● PROBLEM SET:
(a) From the biographical sketch of Jack Philip Greene, write out the part running from "Greene first studied" to "still closely associated.".
(b) Use the biography of Jack Philip Greene to answer these:
(i) From which university did Greene receive his PhD, and in what year?
(ii) What post did he hold at Oxford University in 1975-1976?
(iii) What position does he currently hold after retiring?
(c) Carry the biographical sketch of historian Jack Philip Greene forward past its last sentence.

● PASSAGE:
• • •

Jack Philip Greene (born August 12, 1931) is an American historian, specializing in Colonial American history and Atlantic history.

Greene was born in Lafayette, Indiana and received his PhD from Duke University in 1956. He spent most of his career as Andrew W. Mellon Professor in the Humanities at Johns Hopkins University’s history department. In 1990-1999 he was a Distinguished Professor at the University of California, Irvine, and he has been a visiting professor at the College of William and Mary, Oxford University, the Hebrew University of Jerusalem, the Ecole des Hautes Etudes en Sciences Sociales, University of Richmond, Michigan State University, and the Freie Universitat of Berlin, and has held fellowships from the John Simon Guggenheim Foundation, the Institute for Advanced Study, the Woodrow Wilson International Center for Scholars, the Center for Advanced Study in the Behavioral Sciences, the National Humanities Center, and the Andrew W. Mellon Foundation, among others. In 1975-1976 Greene was the Harold Vyvyan Harmsworth Professor of American History at Oxford University. He was a member of both the American Philosophical Society and the American Academy of Arts and Sciences.

Greene retired in 2005 and is currently an Invited Research Scholar at the John Carter Brown Library at Brown University.

Greene first studied the broad area of imperial and colonial governance, in particular the ongoing process of polity formation in the British Empire between the Glorious Revolution and the American Revolution, a subject that he would continue to explore throughout his career and with which he is still closely associated.

• • •

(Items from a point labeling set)
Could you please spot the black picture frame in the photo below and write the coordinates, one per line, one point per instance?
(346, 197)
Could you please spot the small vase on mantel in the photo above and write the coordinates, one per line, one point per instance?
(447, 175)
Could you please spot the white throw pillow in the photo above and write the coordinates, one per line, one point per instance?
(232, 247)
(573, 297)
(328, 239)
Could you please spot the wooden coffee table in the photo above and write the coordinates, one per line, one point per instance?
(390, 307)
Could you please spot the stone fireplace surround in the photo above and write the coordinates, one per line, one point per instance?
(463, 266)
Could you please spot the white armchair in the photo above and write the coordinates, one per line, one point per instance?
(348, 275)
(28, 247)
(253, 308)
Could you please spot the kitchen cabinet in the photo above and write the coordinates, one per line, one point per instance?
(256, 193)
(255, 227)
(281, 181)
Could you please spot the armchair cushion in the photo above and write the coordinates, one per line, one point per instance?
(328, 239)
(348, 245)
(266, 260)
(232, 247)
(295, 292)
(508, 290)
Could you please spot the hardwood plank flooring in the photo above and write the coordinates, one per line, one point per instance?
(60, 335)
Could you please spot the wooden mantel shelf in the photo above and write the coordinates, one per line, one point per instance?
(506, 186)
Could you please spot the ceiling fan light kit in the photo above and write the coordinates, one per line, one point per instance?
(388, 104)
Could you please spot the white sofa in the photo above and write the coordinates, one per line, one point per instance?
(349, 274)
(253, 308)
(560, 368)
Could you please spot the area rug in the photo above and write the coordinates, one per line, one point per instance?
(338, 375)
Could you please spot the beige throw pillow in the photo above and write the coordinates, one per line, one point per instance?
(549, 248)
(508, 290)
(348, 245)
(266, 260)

• • •

● ANSWERS FOR THIS EXERCISE:
(a)
Greene first studied the broad area of imperial and colonial governance, in particular the ongoing process of polity formation in the British Empire between the Glorious Revolution and the American Revolution, a subject that he would continue to explore throughout his career and with which he is still closely associated.

(b)
(i) Duke University, in 1956.
(ii) Harold Vyvyan Harmsworth Professor of American History.
(iii) Invited Research Scholar at the John Carter Brown Library at Brown University.

(c)
His first book The Quest for Power (1963) was a study in the transfer of political and constitutional traditions, values, institutions, and practices from England to America. Focusing on the development of institutions in four British North American colonies (Virginia, North Carolina, South Carolina, and Georgia), the book stresses the growing sophistication and authority of those bodies as they expanded the scope of legislative jurisdiction over their domestic affairs throughout the late seventeenth- and eighteenth centuries.

The Quest for Power served as the foundation for Greene's subsequent elaboration of a theory of early modern imperial development that has altered the way many scholars think about the nature of the early modern British Empire and has influenced students of other European empires. Greene went on to underscore (particularly in Peripheries and Center (1986) and Negotiated Authorities (1994)) the extent to which the British Empire was not a polity in which authority flowed from the center to the peripheries, but was the product of a continuous process of negotiation in which the weakness of central coercive and fiscal resources dictated that the peripheries should exert authority over local affairs and that dominant settler groups should enjoy enormous agency in the construction of both the colonies in which they lived and the larger empire of which they were part of.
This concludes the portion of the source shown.